* **TO BE DONE**
Answer these questions from the slave narrative text below:
1. About how many pages does the eBook consist of?
2. What did the "patrollers" receive for returning a slave found without a pass to his master?
3. What did Uncle Umphrey pitch on the "patrollers" at Aunt Rhoda's house?

═════ SOURCE TEXT

Slave Narratives: a Folk History of Slavery in the United States eBook

This eBook from the Gutenberg Project consists of approximately 305 pages of information about Slave Narratives.

Slave Narratives: a Folk History of Slavery in the United States eBook

This eBook from the Gutenberg Project consists of approximately 305 pages of information about Slave Narratives.

With changed expression he told of an incident during the Civil War:  Slaves, he explained had to have passes to go from one plantation to another and if one were found without a pass the “patrollers” would pick him up, return him to his master and receive pay for their service.  The “patrollers” were guards for runaway slaves.  One night they came to Aunt Rhoda’s house where a crowd of slaves had gathered and were going to return them to their masters; Uncle Umphrey the tanner, quickly spaded up some hot ashes and pitched it on them; all of the slaves escaped unharmed, while all of the “patrollers” were badly injured; no one ever told on Uncle Umphrey and when Aunt Rhoda was questioned by her master she stated that she knew nothing about it but told them that the “patrollers” had brought another “nigger” with them; her master took it for granted that she spoke the truth since none of the other Negroes were hurt.  He remembers seeing this but does not remember how he, as a little boy, was prevented from telling about it.

══════════
═════ ITEMS

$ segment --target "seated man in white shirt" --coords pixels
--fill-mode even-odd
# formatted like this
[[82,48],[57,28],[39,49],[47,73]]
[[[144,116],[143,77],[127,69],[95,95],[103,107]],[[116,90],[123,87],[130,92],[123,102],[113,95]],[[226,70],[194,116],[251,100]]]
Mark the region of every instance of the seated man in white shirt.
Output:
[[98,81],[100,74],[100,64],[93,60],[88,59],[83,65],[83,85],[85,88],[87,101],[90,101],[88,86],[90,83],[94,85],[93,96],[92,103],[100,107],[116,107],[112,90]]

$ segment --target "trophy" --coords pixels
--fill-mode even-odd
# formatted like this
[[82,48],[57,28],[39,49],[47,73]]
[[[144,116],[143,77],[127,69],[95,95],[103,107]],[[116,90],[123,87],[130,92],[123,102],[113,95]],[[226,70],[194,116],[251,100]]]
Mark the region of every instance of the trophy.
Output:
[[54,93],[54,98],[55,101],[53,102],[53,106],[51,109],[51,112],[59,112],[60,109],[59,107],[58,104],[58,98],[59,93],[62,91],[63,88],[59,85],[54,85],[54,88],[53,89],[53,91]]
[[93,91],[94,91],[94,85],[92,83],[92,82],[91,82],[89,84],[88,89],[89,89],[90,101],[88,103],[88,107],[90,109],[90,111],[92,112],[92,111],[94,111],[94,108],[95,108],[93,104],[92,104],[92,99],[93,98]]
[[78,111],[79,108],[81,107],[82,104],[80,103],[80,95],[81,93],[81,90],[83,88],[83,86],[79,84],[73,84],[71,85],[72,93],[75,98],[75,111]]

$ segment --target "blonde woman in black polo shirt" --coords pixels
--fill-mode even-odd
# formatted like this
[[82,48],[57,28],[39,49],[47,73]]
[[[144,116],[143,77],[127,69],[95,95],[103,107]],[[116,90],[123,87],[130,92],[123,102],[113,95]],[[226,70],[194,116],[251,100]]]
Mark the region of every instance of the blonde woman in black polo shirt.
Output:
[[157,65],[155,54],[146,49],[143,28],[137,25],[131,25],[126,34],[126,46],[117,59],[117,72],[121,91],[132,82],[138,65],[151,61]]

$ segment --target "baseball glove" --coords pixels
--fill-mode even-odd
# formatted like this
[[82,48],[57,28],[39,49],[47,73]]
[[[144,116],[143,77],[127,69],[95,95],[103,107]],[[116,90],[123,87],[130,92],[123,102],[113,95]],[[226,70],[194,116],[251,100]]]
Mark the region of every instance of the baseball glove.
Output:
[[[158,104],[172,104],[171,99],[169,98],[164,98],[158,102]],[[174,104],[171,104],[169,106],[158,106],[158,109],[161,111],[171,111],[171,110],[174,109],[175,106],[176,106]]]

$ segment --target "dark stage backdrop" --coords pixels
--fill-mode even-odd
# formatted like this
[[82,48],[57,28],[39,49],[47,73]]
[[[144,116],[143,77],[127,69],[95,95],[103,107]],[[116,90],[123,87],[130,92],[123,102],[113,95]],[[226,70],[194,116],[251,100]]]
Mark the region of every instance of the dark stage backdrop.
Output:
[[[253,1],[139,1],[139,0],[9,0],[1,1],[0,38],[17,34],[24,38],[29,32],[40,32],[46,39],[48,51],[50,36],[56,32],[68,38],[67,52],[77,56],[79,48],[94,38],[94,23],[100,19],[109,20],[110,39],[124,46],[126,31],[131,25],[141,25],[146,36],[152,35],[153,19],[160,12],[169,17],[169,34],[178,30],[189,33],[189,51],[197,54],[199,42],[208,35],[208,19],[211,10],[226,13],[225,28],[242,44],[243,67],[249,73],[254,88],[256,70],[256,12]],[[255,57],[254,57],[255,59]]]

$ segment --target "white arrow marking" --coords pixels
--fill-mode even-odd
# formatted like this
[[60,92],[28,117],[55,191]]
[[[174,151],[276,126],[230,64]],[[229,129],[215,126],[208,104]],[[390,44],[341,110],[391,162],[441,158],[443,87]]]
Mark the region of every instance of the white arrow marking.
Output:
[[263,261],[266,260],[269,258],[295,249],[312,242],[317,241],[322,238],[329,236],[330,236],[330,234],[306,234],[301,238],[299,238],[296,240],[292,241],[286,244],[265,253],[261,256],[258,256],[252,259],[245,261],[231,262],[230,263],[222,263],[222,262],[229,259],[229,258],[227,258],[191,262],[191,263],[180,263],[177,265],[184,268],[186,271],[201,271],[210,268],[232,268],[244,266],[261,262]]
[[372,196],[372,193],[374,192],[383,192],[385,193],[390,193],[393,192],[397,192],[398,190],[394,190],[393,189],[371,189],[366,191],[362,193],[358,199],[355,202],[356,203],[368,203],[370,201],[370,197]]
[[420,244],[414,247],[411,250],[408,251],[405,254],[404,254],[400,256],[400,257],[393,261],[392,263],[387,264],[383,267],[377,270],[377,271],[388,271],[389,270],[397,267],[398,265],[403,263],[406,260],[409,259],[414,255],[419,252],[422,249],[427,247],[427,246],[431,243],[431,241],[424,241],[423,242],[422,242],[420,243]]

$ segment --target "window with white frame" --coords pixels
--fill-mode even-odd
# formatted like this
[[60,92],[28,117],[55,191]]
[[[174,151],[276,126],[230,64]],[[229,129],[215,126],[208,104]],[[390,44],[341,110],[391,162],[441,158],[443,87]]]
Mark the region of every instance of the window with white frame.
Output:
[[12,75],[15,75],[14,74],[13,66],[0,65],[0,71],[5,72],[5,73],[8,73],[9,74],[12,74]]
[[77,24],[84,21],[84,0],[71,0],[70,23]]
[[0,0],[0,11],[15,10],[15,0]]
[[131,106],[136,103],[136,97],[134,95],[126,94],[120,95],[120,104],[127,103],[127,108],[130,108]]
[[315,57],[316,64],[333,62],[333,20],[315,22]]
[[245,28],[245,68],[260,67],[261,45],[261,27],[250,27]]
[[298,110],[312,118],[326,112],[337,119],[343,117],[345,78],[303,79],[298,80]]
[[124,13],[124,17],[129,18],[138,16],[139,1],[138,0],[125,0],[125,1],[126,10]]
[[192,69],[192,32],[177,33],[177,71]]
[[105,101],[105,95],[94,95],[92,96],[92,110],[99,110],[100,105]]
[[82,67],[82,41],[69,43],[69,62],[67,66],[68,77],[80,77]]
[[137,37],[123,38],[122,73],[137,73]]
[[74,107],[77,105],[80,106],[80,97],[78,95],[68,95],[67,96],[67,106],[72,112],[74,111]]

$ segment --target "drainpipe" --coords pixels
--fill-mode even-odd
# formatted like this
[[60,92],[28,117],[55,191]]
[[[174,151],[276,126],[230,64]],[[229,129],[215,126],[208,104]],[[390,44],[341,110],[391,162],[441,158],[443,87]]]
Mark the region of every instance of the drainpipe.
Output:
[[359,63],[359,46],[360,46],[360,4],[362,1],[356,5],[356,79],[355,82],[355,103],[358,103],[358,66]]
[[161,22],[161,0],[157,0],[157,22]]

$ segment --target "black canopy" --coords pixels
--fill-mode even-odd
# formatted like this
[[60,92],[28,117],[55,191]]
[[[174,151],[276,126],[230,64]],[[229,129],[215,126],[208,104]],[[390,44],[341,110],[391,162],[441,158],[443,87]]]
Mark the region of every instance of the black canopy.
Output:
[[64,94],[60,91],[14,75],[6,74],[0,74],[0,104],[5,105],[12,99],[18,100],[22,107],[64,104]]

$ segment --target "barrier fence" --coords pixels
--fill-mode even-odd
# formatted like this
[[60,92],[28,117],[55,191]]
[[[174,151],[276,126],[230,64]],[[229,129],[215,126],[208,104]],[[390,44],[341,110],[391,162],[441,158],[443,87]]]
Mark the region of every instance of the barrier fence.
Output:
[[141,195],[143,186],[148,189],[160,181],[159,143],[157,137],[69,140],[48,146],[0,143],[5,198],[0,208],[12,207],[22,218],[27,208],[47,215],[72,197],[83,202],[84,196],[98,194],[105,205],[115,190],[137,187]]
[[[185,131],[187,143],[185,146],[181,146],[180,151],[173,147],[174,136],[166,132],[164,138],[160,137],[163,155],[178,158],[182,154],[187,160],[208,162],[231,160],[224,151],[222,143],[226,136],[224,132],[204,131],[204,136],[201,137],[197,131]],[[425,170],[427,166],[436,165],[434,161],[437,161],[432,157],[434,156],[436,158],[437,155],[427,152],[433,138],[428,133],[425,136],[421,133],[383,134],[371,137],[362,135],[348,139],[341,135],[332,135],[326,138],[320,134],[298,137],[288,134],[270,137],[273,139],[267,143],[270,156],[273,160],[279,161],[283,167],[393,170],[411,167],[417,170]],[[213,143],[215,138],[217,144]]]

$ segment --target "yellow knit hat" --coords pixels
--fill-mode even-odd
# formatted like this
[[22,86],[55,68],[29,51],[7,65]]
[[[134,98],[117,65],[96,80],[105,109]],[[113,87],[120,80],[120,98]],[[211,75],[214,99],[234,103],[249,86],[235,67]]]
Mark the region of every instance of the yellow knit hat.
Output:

══════════

* **THE RESPONSE**
1. Approximately 305 pages.
2. Pay for their service.
3. Hot ashes.